• _WHAT YOU NEED TO DO_:
Reproduce verbatim the part of the Director's Corner column on high-gradient ILC cavities that runs from "30 July 2009" up to and including "Global Design Effort.".

• _EXERCISE PASSAGE_:
╔══

Director's Corner

30 July 2009


Akira Yamamoto

Global effort for high-gradient ILC SCRF cavities

Today's issue features a Director's Corner from Akira Yamamoto, Project Manager for the Global Design Effort.

I would like to thank Barry Barish for his 9 July Director's Corner where he described the importance of and progress in the ILC superconducting cavity development, and also for the opportunity to write this column and expand on the efforts for an area of the Main Linac and Superconducting Radiofrequency (ML-SCRF) technology and the tasks ahead of us.

ILC-SCRF R&D plan in Technical Design Phase.

╚══

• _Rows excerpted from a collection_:
╔══

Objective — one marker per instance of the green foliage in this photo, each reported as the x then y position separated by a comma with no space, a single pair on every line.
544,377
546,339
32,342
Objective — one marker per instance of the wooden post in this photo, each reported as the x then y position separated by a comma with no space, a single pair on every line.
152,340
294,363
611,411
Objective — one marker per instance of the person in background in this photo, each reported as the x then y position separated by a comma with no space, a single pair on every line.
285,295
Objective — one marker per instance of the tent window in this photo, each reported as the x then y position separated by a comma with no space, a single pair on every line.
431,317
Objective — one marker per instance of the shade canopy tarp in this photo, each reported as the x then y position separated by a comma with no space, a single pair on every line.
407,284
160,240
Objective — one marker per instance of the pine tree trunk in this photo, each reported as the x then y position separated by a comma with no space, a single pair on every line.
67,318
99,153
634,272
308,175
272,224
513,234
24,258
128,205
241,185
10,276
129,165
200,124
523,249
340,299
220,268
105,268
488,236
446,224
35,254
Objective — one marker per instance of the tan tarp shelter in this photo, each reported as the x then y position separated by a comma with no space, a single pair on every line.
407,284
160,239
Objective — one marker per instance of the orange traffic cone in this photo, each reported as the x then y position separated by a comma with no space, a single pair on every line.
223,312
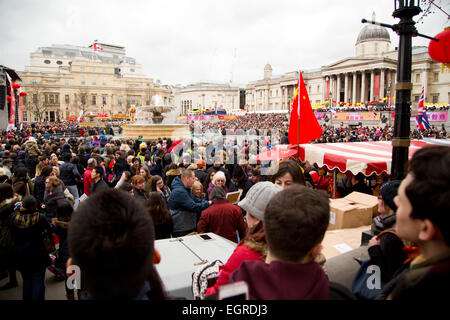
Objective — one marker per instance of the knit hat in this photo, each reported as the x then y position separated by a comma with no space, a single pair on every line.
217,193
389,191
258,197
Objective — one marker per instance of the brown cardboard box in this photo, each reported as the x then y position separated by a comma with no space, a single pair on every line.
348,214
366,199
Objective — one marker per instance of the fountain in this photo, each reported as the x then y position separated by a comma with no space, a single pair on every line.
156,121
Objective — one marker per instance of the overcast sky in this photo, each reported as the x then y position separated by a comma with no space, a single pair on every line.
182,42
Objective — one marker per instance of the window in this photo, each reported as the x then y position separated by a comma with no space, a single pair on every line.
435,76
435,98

╚══
╔══

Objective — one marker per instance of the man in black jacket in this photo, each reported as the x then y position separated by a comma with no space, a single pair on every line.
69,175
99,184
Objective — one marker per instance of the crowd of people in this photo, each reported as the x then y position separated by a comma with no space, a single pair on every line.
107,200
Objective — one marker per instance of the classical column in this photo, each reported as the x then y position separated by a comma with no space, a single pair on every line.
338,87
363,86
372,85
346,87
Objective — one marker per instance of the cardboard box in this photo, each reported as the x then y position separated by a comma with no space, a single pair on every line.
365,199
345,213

╚══
╔══

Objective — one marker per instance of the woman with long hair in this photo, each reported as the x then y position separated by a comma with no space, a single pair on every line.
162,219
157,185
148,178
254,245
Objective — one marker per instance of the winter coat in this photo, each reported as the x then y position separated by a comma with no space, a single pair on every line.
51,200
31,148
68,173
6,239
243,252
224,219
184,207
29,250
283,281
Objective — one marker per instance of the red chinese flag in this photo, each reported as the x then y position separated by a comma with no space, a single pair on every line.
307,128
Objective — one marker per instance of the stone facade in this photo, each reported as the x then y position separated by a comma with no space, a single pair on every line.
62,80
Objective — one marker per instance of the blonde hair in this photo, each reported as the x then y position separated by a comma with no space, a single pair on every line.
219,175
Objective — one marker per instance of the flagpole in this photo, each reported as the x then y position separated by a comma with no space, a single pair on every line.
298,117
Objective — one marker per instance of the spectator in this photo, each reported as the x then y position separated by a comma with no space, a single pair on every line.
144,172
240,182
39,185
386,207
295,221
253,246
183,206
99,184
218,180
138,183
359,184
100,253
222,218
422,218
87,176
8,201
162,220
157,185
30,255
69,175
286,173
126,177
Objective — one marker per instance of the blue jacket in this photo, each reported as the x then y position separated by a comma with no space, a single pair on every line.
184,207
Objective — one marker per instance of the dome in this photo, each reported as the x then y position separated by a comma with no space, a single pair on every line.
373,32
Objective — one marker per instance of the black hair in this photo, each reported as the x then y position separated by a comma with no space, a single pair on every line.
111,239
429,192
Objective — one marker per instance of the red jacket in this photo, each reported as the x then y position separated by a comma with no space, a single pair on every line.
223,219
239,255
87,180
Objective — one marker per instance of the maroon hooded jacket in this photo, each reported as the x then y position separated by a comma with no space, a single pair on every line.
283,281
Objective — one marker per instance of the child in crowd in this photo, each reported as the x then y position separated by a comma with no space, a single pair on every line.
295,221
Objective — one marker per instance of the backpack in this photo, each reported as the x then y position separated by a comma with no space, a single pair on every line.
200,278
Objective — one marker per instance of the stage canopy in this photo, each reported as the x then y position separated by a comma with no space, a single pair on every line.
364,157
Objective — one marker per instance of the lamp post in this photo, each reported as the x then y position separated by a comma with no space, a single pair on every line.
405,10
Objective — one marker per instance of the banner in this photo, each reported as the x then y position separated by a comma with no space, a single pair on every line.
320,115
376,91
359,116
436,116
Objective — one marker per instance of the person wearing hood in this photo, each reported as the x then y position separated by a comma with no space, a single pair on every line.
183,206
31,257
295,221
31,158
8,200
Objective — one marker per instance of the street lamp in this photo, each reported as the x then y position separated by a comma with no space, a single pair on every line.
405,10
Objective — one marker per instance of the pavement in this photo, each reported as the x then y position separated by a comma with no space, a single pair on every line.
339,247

╚══

• _RESPONSE AREA_:
30 July 2009


Akira Yamamoto

Global effort for high-gradient ILC SCRF cavities

Today's issue features a Director's Corner from Akira Yamamoto, Project Manager for the Global Design Effort.